Exercise prompt »
State how many lines in the rows below contain the string "front". Matching is case-sensitive, and the reply is the number alone.

Record excerpts »
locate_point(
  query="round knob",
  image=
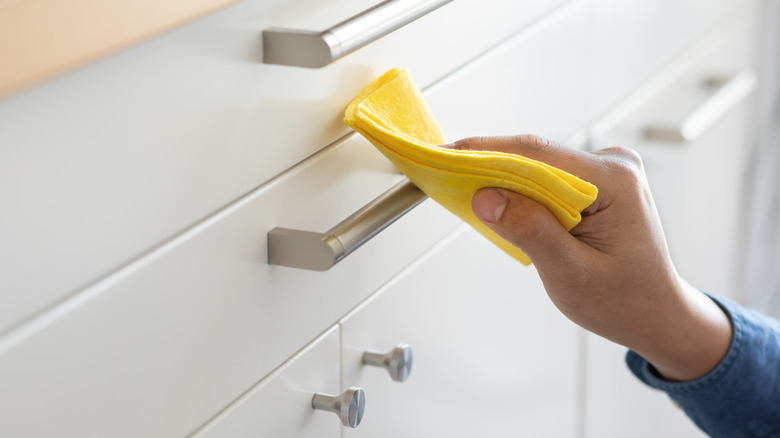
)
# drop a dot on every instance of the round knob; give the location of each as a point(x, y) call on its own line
point(397, 362)
point(349, 406)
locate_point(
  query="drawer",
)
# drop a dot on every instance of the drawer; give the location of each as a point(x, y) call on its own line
point(203, 318)
point(533, 83)
point(633, 39)
point(491, 354)
point(694, 178)
point(280, 405)
point(102, 165)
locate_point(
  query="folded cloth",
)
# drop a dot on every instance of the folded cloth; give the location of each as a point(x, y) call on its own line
point(392, 114)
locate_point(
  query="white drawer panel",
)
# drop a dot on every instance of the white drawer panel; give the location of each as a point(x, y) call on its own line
point(533, 83)
point(280, 406)
point(165, 344)
point(632, 39)
point(691, 180)
point(102, 164)
point(492, 355)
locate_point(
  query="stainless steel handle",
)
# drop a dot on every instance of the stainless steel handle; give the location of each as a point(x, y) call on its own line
point(349, 406)
point(301, 48)
point(398, 361)
point(728, 93)
point(320, 251)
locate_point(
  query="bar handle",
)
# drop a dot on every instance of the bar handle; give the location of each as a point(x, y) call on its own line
point(728, 93)
point(302, 48)
point(320, 251)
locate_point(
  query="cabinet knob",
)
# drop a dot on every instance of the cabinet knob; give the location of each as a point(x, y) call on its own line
point(397, 362)
point(349, 406)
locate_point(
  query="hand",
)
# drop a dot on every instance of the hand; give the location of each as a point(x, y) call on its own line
point(611, 274)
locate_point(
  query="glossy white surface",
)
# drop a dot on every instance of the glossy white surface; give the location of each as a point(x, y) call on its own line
point(618, 405)
point(280, 405)
point(492, 355)
point(699, 186)
point(634, 39)
point(203, 318)
point(103, 164)
point(519, 87)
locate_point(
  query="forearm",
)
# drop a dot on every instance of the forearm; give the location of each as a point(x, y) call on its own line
point(740, 397)
point(688, 340)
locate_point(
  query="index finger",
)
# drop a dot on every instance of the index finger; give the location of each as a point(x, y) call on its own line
point(579, 163)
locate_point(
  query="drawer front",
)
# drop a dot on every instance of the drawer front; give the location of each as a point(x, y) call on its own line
point(280, 405)
point(633, 39)
point(698, 187)
point(105, 163)
point(491, 354)
point(203, 318)
point(533, 83)
point(691, 180)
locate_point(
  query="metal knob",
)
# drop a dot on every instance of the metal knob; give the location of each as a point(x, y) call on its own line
point(397, 362)
point(349, 406)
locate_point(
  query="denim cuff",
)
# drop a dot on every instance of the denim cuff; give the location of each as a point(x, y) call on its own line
point(740, 397)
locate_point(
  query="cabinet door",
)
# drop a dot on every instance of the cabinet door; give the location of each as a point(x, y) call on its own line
point(698, 186)
point(280, 405)
point(699, 183)
point(492, 356)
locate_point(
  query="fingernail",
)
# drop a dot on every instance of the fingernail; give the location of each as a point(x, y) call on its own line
point(489, 205)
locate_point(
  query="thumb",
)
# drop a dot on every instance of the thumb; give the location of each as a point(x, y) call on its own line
point(525, 224)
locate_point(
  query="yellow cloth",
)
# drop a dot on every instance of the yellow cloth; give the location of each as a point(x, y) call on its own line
point(392, 114)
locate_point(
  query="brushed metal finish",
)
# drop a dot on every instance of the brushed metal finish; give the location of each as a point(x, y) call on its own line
point(302, 48)
point(320, 251)
point(397, 362)
point(349, 406)
point(728, 93)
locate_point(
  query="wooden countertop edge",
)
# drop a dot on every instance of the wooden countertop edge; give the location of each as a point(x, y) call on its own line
point(40, 39)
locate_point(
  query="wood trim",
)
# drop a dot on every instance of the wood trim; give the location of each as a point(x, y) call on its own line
point(43, 38)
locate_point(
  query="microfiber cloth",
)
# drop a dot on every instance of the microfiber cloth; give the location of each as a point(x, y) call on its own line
point(392, 114)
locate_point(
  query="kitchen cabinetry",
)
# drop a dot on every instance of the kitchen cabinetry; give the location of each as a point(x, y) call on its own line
point(698, 180)
point(138, 191)
point(492, 354)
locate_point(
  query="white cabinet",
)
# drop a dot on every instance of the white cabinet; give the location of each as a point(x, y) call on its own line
point(492, 356)
point(137, 194)
point(280, 405)
point(699, 183)
point(698, 186)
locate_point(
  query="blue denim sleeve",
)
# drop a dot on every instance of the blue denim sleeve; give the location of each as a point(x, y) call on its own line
point(740, 398)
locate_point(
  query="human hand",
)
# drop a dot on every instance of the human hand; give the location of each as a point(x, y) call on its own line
point(611, 274)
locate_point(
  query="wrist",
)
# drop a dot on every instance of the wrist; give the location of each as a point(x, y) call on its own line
point(695, 337)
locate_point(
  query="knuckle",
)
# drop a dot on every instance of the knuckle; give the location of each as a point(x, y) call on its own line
point(472, 143)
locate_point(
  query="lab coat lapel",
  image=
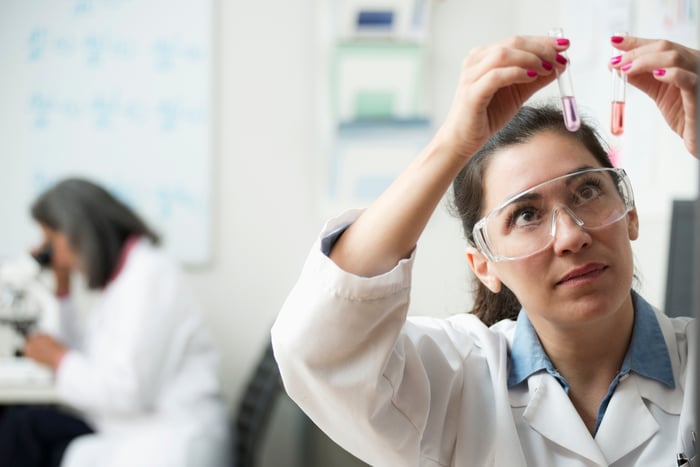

Final result »
2